* **The problem**: Each record should be returned exactly as it is written.

* **Records to use**:
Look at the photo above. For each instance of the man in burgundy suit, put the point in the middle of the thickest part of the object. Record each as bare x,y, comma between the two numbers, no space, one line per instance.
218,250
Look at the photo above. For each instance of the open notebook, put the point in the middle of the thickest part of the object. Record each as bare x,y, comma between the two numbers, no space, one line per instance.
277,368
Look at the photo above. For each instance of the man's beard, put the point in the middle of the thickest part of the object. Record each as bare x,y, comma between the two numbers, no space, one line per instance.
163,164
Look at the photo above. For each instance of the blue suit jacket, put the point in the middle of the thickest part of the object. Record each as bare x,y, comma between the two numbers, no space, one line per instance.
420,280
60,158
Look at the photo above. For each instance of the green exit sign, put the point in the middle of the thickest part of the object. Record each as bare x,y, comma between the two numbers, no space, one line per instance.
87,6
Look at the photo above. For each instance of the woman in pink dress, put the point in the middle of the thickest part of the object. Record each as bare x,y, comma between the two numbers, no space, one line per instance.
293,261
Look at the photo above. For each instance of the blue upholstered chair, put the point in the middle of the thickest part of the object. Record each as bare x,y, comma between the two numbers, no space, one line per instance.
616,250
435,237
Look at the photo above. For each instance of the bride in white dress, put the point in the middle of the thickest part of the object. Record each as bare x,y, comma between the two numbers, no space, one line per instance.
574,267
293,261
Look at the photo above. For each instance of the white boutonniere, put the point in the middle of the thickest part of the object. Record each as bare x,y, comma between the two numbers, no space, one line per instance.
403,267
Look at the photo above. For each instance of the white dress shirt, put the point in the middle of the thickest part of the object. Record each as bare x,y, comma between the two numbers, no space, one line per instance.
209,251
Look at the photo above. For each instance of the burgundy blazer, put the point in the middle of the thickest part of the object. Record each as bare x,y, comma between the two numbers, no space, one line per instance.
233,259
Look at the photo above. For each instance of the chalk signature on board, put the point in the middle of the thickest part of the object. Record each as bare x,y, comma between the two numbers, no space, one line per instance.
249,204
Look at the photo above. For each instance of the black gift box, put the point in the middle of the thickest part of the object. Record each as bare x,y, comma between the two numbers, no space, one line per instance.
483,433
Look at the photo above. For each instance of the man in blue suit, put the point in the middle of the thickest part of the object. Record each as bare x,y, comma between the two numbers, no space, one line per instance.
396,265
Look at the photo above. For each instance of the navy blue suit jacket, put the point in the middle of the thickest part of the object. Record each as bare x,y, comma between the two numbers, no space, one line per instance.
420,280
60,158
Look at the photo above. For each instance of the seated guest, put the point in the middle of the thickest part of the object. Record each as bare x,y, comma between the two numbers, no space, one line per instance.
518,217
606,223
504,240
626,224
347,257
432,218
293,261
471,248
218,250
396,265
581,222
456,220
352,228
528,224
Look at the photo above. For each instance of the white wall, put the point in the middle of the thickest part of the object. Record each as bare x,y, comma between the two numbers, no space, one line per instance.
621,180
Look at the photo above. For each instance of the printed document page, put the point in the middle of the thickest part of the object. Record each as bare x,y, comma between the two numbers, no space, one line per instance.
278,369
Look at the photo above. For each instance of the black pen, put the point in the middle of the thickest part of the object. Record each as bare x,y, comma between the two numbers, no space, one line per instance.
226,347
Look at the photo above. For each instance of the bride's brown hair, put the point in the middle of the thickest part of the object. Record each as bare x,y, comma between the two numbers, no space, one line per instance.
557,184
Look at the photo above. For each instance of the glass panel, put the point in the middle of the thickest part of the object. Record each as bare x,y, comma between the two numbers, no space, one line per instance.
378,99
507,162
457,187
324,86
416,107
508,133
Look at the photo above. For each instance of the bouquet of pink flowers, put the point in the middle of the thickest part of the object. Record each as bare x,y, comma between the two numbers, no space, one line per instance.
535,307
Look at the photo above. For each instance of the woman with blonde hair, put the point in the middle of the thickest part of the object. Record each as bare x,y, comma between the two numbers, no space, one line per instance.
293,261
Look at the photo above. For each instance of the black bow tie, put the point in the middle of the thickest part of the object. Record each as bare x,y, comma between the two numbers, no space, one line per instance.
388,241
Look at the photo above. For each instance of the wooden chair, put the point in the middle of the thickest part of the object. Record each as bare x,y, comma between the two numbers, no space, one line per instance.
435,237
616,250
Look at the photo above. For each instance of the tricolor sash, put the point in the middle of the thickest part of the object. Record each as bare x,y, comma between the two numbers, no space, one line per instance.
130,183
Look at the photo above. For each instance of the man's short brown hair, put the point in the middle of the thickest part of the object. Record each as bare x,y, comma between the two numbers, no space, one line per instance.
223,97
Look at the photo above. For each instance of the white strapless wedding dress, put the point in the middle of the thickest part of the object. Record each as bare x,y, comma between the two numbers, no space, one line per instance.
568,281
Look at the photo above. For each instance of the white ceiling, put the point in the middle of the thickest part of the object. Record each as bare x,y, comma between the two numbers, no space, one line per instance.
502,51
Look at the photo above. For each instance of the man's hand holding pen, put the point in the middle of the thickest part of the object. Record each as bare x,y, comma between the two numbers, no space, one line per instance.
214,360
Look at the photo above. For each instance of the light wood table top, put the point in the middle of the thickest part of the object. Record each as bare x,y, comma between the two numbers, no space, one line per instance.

* **Result**:
Look at the photo above. For each instance of the man in burgundy suit, put the point in the middle of the thickest part of the object. Record each as bare x,y, comma between the two numbers, no space, one line per instance.
218,250
Look at the photo above. For each instance of the open notebook, put the point in the middle of the thickest part of the object. Record each as bare x,y, comma between the two numbers, no space, one line per instance.
277,368
Look at the photo above. For each instance of the man's beard, put the point in the middle of the thickest part of the object. Record each as bare x,y, comma between the two numbers, no space, one line per instance.
163,164
Look at the photo above. For each instance of the blue suit jacket, put the point in the middle of the thickest part of the object. Record each as bare x,y, comma between the two numbers, no space, one line per instance.
420,280
60,158
Look at the photo above. For each instance of the green exit sign, put the point in the middle of the thickest part of the object. Record each as bare x,y, comma between the two numbers, no space, one line per instance.
87,6
Look at the photo above. For each instance of the woman in pink dress, put the point in the middle of the thickest part of the object. Record each as bare x,y, comma between the two numbers, no space, one line per instance.
293,261
Look at the photo above. For each instance of the blue upholstered chair, put the point in the middle of the thickest part of the object. Record each as bare x,y, comma between the two numbers, no space, one line per instance.
616,250
435,237
Look at the photo above. For each instance of the bride in white dress, put the point in the middle of the thickest part of the object. Record each as bare x,y, comma between the two numbers, no space, one line per instance.
574,267
293,261
Look at the photo above. For each instance of the white boutonniere, put the point in the middle of the thickest part of the object. Record each as bare x,y, comma between the two numbers, no space, one line per instance.
403,267
Look at the photo above. For each instance of the white dress shirt, put the point in the middle of the thickest part of the object. Record each as bare x,y, comma between the two numbers, no space, one line per instance.
209,251
Look at the photo above. For each instance of the burgundy blazer, put the point in the middle of the thickest part of the object. Record each as bare x,y, comma between the two numbers, no space, one line per instance.
233,259
Look at the photo above. For each instance of the chalk signature on board, put the point in the middle of the thickest part of the object. Record each as bare x,y, comma between the two numbers, no space, one line per instance.
249,204
Look at the photo above. For each instance of the black gift box, put the point in the middle of the thickest part of the object. Record each as bare x,y, comma between the two numbers, no space, one line per instance.
483,433
Look at the photo above. For each instance of the man in blue suit, put the point in the middle of the thickest part of the object. Record each as bare x,y, comma between the two numbers, no space, one line per instance.
396,265
Look at the photo above. For each instance of the navy blue suit jacket, put the point in the middle of the thickest part of the object. Record each as bare x,y, comma between the two numbers, no space, one line per instance.
420,280
60,158
Look at the photo above. For each instance of the seated guest, put the point in the middle of the thickest part of the object. Record each as bare x,y, comma between the two numbers, no space, one line per instance.
518,217
606,223
504,240
626,224
347,257
432,218
293,261
471,248
218,250
396,265
581,222
456,220
352,228
528,224
Look at the photo above. For each instance of the white wall, put the point in the middle of the thickest part of the object. Record each as bare x,y, comma between the two numbers, no space, one line per instance.
621,180
Look at the photo above. For each instance of the printed document page, put the point in the middle of the thickest part of the object. Record each as bare x,y, comma between the two numbers, no space, one line per instance.
278,369
Look at the photo above. For each instance of the black pen, put the point in the middle of the thickest part of the object. Record each as bare x,y, comma between the two numbers, no space, one line per instance.
226,347
Look at the photo above. For each instance of the bride's brown hair, put the point in the middle of the thickest part of the object. Record each as bare x,y, comma between the two numbers, no space, one line per instance.
557,184
Look at the photo above. For each instance of the glass panel, put the point in the middle of the thickest part of the object. Record each as bare x,y, comma between the two numbers, no space, one line per instance.
378,99
507,162
457,187
324,86
416,107
508,133
Look at the photo above. For each instance of the bouquet of pink flowers, put the point in the middle of the thickest part of the object. Record each as bare x,y, comma between the two numbers, no space, one line per instance.
535,307
Look at the photo above. For each instance of the woman with blonde hair, put the point in the middle of the thickest part of the object. Record each as bare x,y, comma between the two numbers, no space, one line per instance.
293,261
Look at the photo above. For each instance of the black bow tie, put the point in the middle of the thickest part of the object. Record each as bare x,y, comma between the two numbers, no space, one line per instance.
388,241
Look at the photo above. For each instance of the wooden chair, put the point in the middle of the thickest part of the object. Record each as bare x,y, comma between the two numbers, no space, one line per instance.
435,237
616,250
Look at the photo above. For each instance of the tricolor sash, put the point in the middle of the thickest part of the object. Record each as bare x,y, comma between the two numbers, no space, one line per instance.
130,183
Look at the photo above. For each instance of the man's short brown hair, put the point in the middle of the thickest part of the object. Record each as bare x,y, comma between the two numbers, no space, one line per instance.
223,97
Look at the photo above. For each instance of the white strapless wedding dress, put the point in the middle of the thickest part of the object. Record each as bare x,y, comma between the two numbers, no space, one line per instance.
568,281
Look at the photo above. For each instance of the white ceiling, put the point in the middle of the thickest part of the object. Record each as bare x,y, comma between the two numbers, no space, one line per instance.
502,51
Look at the photo above. For each instance of the man's hand holding pen, put the point in the middle of the thickest part of the object. Record each as bare x,y, comma between the two numbers, no space, one line per instance.
214,360
Look at the photo above. For each instance of the light wood table top, put the point in the middle of the thickest part of the object. Record each as bare x,y, comma between the two numbers, no space, one line per instance.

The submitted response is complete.